▶ PROBLEM: The records below need retyping in full; give them again exactly.

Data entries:
-.-.-
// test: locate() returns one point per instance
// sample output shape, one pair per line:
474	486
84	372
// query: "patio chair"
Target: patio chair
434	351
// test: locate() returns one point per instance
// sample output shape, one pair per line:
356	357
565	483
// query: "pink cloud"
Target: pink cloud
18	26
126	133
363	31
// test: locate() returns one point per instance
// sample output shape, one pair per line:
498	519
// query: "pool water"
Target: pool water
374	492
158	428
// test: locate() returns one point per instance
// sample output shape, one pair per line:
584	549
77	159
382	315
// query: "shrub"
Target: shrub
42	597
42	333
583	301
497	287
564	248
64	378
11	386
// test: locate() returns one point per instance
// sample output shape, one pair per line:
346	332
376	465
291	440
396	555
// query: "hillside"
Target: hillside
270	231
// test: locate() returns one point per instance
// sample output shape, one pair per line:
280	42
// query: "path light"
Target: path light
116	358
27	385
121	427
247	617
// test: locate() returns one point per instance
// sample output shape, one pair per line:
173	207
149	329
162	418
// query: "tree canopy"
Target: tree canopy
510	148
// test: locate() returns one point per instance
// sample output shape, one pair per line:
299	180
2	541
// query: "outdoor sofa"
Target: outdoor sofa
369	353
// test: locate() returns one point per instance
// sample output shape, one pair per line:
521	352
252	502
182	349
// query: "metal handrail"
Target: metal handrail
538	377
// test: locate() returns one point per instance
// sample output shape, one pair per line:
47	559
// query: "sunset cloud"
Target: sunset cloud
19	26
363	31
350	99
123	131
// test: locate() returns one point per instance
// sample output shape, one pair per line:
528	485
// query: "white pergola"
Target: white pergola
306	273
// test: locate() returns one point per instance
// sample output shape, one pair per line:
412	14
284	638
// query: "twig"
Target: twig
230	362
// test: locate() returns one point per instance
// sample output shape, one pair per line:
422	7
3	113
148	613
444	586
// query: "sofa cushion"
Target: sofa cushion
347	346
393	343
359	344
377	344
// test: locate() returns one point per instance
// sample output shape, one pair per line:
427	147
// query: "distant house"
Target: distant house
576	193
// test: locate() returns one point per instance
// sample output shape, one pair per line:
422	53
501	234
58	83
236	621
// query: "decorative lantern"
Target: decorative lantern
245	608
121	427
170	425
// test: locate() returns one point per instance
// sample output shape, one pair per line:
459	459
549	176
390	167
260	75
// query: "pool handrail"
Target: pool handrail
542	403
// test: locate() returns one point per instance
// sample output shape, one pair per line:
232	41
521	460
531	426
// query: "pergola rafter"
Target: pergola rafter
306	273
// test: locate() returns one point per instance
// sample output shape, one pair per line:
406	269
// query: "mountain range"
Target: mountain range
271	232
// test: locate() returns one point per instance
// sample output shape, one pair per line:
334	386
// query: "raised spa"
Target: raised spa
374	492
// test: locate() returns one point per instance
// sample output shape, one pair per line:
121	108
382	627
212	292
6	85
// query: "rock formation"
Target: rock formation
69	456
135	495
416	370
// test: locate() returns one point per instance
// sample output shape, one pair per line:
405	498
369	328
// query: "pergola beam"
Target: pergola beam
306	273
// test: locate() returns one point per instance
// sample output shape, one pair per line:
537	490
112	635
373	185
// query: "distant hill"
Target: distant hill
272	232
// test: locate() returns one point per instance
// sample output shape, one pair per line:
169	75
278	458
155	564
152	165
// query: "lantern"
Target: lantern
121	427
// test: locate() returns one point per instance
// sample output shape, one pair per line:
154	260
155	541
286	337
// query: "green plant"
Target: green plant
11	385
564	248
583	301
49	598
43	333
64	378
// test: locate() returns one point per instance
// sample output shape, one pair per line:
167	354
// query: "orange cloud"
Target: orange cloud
-.-.-
▶ OUTPUT FOR THIS TASK:
// test: locate() returns one point per instance
// sample output shape, one pair per line:
474	486
84	372
// query: "patio chair"
Target: patio chair
434	351
// test: locate() returns one point per instance
// sample output shape, one pair per line:
356	357
565	483
// query: "pink cloud"
Target: pink cloud
18	26
126	133
363	31
// test: locate() returns one point per instance
// sample output shape, one pair per line:
498	519
// query: "pool water"
Target: pool water
374	492
158	428
// test: locate() returns one point per instance
// sample output shape, one pair per line:
584	549
77	159
382	315
// query: "shrub"
Target: shrub
42	597
42	333
583	301
497	287
564	248
64	378
11	386
// test: locate() returns one point per instance
// sample output shape, one pair per line:
346	332
376	465
291	440
396	555
// query: "hillside"
Target: hillside
270	231
// test: locate() returns one point per instance
// sample output shape, one pair per line:
280	42
// query: "path light"
Target: path light
116	358
27	385
121	427
247	617
// test: locate() returns one point per instance
// sample output shape, one pair per line:
173	207
149	329
162	418
// query: "tree canopy"
Target: tree canopy
510	148
// test: locate() returns one point per instance
// sample output shape, one pair per line:
299	180
2	541
// query: "outdoor sofa"
Target: outdoor sofa
369	353
// test: locate() returns one point per instance
// sample output shape, one pair per line:
521	352
252	502
182	349
// query: "metal handrail"
Target: metal handrail
538	377
// test: locate() returns one point per instance
// sample output shape, one pair per line:
47	559
// query: "sunset cloud"
Target: sunset cloud
19	26
363	31
350	99
123	131
// test: locate() returns one point per instance
// sample output shape, one pair per line:
528	485
// query: "white pergola"
Target: white pergola
306	273
// test: locate() returns one point per instance
// sample output shape, one pair per line:
412	14
284	638
// query: "twig"
Target: twig
230	362
// test: locate() returns one point per instance
// sample output shape, one pair per line:
422	7
3	113
148	613
444	586
// query: "sofa cushion"
Target: sofa cushion
347	346
393	343
359	344
377	344
// test: locate() returns one point per instance
// sample output shape, one pair per line:
427	147
// query: "distant house"
Target: distant house
576	193
// test: locate() returns one point per instance
// sample output shape, one pair per line:
422	53
501	234
58	83
236	621
// query: "decorative lantern"
Target: decorative lantern
245	608
121	427
170	425
// test: locate() returns one point per instance
// sample output shape, one pair per line:
459	459
549	176
390	167
260	75
// query: "pool handrail"
Target: pool handrail
542	403
// test: locate() returns one point per instance
// sample output shape, one pair per line:
232	41
521	460
531	426
// query: "pergola rafter"
Target: pergola rafter
306	273
// test: locate() returns one point per instance
// sample output shape, one pair per line:
406	269
// query: "mountain range"
Target: mountain range
271	232
// test: locate() returns one point per instance
// sample output shape, one pair per line:
334	386
// query: "raised spa"
Target: raised spa
374	492
// test: locate() returns one point per instance
// sample output shape, one pair per line:
121	108
382	627
212	292
6	85
// query: "rock formation"
Target: rock formation
69	456
135	495
416	370
// test: locate() returns one point per instance
// sample output shape, one pair per line:
405	498
369	328
// query: "pergola beam"
Target: pergola beam
306	273
// test: locate() returns one point per instance
// sample output shape, one pair per line:
537	490
112	635
373	185
// query: "distant hill"
Target: distant hill
272	232
// test: locate() returns one point per instance
// sample output shape, one pair per line:
169	75
278	458
155	564
152	165
// query: "lantern"
Target: lantern
121	427
// test: locate() returns one point per instance
// sample output shape, one pair per line:
154	260
155	541
286	337
// query: "green plant"
Target: green plant
11	385
564	248
583	301
49	598
43	333
64	378
// test: locate() returns one point per instance
// sample output shape, one pair per line:
167	354
// query: "orange cloud"
Target: orange cloud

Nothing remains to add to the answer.